- [Bloc de texte]
########

Courier International – 31 août 2012 – El Pays – Séni Dabo
Téhéran (Iran) – Parmi les représentants, le président de l’autorité palestinienne Mahmoud Abbas, le secrétaire général de l’ONU, Ban Ki-moon, le président iranien Mahmoud Ahmadinejad, le président égyptien Mohamed Morsi, et le Premier ministre indien, lors de l’inauguration du sommet le 30 août 2012
Le Mouvement des pays non-alignés se rappelle au bon souvenir de nombreuses personnes avec son 16e sommet des chefs d’Etat et de gouvernement qui se tient aujourd’hui 30 et demain 31 août 2012 à Téhéran, en république islamique d’Iran.
Se rappeler au bon souvenir est ce qu’il convient vraiment de dire de ce mouvement créé dans les années 50, en pleine guerre froide et dont l’évocation fait penser à des noms de dirigeants qui l’ont porté sur les fonts baptismaux comme Gamal Abdel Nasser d’Egypte, Josip Broz Tito de l’ex-Yougoslavie, Sukarno d’Indonésie ou encore Jawaharlal Nehru de l’Inde, à qui l’on doit d’ailleurs l’expression « non-alignement ».
En dehors de ces sommets qui se tiennent tous les trois ans depuis 2003 et au cours desquels le mouvement est sous les feux de l’actualité, on n’entend plus parler d’eux. Pourtant, en posant ses bases à la conférence de Brioni du 19 juillet 1956 dans la Yougoslavie de l’époque, les géniteurs du mouvement voulaient qu’il soit aussi solide et uni que l’OTAN ou le Pacte de Varsovie. Aujourd’hui, on ne peut pas dire que cet objectif est vraiment atteint bien que le mouvement compte, en son sein, 120 Etats, soit près des deux tiers des membres de l’Organisation des Nations unies (ONU) et 55 pourcents de la population mondiale.
Perte de sens
On est également dubitatif, aujourd’hui, sur un autre plan : le but assigné au mouvement dans la « Déclaration de La Havane » de 1979. Dans le contexte de la guerre froide, de l’antagonisme entre les blocs de l’Ouest capitaliste et celui de l’Est communiste et de la décolonisation, les revendications des Non-alignés avaient un sens. Aujourd’hui, avec la disparition du bloc de l’Est, c’est le sens de l’existence même du Mouvement des non-alignés qui est sujet à caution.

########

- [Partie données]
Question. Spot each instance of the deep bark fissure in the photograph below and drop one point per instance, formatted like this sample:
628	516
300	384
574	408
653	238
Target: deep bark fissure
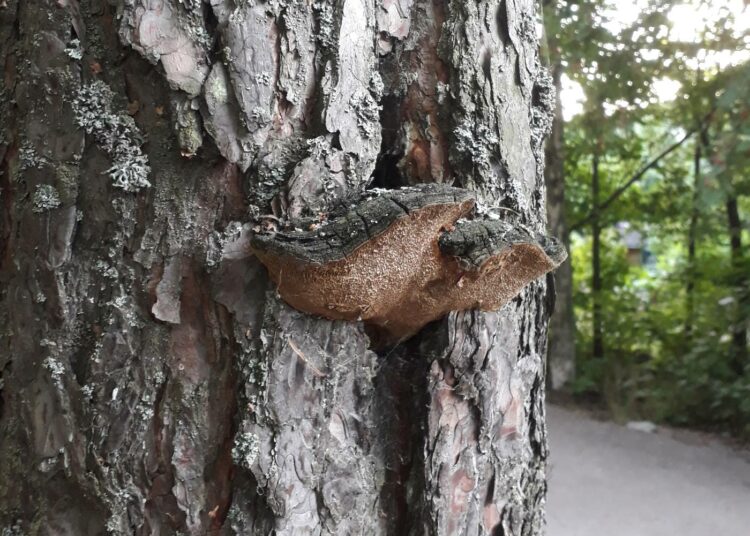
154	369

########

- [Série de consignes]
#1 Répondez à ces questions sur l'article consacré aux non-alignés :
(a) Dans quelle ville se tient le 16e sommet du mouvement ?
(b) À quel dirigeant doit-on l'expression « non-alignement » ?
(c) Combien d'États le mouvement compte-t-il ?
#2 Recopiez mot pour mot le passage de l'article consacré aux non-alignés situé entre « Perte de sens » et « sujet à caution. », bornes incluses.
Les lignes ne servent à rien ici.

- [Les réponses]
#1
(a) À Téhéran, en république islamique d'Iran.
(b) À Jawaharlal Nehru, de l'Inde.
(c) 120 États.

#2
Perte de sens
On est également dubitatif, aujourd’hui, sur un autre plan : le but assigné au mouvement dans la « Déclaration de La Havane » de 1979. Dans le contexte de la guerre froide, de l’antagonisme entre les blocs de l’Ouest capitaliste et celui de l’Est communiste et de la décolonisation, les revendications des Non-alignés avaient un sens. Aujourd’hui, avec la disparition du bloc de l’Est, c’est le sens de l’existence même du Mouvement des non-alignés qui est sujet à caution.